What you have to do: Copy every line from the records that holds the word "woman".
•••
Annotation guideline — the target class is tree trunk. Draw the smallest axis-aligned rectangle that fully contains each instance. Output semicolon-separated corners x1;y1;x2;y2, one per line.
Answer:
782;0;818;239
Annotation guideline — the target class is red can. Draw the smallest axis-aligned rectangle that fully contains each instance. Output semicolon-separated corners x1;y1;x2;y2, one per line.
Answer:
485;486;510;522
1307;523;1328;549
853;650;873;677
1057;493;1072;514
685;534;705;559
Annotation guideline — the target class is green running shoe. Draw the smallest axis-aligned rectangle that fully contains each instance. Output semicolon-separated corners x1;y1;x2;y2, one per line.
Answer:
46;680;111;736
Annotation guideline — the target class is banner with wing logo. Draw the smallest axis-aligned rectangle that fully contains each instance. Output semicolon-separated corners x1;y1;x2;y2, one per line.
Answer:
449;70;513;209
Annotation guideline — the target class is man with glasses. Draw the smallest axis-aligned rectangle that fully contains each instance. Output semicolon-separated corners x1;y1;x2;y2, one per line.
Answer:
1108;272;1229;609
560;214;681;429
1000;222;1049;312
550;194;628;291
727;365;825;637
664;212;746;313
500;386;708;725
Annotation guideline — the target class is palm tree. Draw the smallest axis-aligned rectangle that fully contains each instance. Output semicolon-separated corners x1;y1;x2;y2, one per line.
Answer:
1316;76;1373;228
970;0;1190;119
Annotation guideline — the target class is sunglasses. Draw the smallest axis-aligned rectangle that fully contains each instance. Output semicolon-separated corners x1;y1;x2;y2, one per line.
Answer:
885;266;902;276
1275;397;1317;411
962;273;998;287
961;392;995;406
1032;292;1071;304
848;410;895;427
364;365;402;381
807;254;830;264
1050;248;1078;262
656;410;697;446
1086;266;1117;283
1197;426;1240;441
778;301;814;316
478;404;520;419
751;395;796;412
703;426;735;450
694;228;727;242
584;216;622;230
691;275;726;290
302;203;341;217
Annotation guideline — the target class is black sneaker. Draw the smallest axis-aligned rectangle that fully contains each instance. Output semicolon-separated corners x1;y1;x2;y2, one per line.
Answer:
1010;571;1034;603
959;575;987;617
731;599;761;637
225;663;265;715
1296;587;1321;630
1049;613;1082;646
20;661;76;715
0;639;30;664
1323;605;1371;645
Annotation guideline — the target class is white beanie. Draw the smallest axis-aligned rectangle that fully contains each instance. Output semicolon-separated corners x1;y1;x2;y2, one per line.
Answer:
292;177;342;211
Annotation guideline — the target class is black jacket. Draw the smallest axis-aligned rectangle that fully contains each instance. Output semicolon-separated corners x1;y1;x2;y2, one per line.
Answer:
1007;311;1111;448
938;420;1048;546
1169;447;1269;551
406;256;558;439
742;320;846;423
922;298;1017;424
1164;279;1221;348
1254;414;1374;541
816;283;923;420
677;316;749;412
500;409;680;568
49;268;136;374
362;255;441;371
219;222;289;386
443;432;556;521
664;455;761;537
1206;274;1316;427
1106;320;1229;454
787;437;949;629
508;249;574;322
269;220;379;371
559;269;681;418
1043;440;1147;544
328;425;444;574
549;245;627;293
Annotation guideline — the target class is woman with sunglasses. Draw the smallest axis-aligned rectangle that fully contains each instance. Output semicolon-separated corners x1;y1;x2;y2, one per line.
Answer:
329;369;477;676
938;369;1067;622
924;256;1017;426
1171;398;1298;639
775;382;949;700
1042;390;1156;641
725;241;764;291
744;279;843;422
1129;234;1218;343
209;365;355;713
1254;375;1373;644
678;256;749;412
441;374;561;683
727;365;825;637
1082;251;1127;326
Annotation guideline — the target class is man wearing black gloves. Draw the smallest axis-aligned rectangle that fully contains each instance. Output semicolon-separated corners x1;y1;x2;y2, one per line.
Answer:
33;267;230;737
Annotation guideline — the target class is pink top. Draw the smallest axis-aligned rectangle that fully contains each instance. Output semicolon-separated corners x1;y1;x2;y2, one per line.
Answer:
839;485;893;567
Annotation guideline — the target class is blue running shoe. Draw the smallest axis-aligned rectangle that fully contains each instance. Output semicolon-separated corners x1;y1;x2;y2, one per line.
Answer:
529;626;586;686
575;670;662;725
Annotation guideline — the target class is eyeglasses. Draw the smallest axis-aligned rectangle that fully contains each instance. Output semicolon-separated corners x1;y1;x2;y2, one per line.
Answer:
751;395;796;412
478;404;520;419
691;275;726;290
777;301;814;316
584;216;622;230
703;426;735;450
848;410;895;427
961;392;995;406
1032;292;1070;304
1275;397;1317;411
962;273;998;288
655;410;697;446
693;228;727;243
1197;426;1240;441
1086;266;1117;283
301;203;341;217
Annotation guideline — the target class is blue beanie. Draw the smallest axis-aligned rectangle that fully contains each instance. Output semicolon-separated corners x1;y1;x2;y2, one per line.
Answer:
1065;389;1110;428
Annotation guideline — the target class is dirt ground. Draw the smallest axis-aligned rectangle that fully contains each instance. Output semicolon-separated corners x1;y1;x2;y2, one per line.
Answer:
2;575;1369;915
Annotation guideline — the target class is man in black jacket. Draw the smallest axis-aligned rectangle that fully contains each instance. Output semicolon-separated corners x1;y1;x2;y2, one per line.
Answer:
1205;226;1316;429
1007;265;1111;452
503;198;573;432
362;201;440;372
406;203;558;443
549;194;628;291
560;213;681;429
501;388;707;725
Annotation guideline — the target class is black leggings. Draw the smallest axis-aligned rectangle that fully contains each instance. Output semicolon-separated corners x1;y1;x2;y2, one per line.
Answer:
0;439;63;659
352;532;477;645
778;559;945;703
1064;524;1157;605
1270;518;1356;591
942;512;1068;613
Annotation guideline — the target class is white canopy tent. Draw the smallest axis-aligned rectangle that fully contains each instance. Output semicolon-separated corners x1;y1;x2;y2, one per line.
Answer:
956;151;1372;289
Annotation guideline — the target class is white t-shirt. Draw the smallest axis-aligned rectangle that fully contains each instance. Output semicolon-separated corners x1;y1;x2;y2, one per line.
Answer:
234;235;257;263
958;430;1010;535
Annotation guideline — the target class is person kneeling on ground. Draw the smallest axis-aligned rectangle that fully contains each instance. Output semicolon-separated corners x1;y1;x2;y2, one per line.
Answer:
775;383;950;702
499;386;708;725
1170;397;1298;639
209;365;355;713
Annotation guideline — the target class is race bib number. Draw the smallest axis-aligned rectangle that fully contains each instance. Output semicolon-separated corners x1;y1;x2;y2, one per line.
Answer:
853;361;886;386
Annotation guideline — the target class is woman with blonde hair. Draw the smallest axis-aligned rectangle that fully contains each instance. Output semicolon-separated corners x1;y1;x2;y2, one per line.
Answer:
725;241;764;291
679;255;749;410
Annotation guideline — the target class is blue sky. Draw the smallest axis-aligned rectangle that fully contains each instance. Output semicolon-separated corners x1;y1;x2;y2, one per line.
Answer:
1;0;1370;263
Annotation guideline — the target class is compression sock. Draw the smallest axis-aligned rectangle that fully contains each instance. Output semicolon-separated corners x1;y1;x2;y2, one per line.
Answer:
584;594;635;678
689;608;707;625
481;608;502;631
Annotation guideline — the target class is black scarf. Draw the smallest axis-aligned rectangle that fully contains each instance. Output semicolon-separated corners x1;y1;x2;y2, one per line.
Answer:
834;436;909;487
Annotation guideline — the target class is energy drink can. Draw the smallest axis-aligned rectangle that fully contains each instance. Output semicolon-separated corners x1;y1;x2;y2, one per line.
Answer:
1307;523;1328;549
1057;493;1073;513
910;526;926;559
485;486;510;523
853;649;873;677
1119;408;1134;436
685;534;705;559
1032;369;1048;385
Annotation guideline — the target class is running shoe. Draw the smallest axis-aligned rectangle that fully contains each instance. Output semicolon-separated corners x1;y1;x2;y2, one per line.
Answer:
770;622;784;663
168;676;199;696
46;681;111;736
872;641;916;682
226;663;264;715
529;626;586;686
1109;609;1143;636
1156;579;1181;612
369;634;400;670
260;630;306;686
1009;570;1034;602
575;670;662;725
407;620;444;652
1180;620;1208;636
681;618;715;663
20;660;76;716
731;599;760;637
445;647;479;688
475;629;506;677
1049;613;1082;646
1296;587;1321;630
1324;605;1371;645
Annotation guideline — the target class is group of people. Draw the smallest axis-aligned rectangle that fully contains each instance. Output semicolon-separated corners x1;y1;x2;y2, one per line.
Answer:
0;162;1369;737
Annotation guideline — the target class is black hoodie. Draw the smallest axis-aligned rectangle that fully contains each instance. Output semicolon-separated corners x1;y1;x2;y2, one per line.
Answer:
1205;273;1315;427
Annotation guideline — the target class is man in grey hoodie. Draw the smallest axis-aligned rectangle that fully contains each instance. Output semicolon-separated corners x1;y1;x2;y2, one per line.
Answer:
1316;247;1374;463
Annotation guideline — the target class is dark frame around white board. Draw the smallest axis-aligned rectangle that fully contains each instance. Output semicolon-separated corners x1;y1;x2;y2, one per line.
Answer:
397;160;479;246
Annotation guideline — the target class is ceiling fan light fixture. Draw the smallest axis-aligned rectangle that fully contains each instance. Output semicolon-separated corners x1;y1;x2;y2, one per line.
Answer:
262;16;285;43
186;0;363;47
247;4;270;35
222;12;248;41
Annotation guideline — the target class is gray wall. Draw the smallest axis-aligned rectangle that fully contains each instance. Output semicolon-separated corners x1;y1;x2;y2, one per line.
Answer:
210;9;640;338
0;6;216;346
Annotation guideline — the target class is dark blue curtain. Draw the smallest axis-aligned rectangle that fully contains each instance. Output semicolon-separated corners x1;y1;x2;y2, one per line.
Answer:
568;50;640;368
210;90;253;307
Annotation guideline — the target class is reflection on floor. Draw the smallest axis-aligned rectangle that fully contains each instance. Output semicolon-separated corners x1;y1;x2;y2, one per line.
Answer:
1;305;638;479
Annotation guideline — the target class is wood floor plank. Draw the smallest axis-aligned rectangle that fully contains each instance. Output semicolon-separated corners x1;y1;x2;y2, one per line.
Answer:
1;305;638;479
•••
Answer:
Annotation guideline — the target class is woman with sunglasses. Draw the smallest axis-aligned rectangle that fully contains each instance. Output semicolon-separated corners x1;y1;x2;y2, one per line.
Annotation guideline — the target class is woman with blonde hair. Draw the smallest axis-aligned rectangle that fully contains each instance. Output semicolon-separated corners x1;y1;x2;y2, one per line.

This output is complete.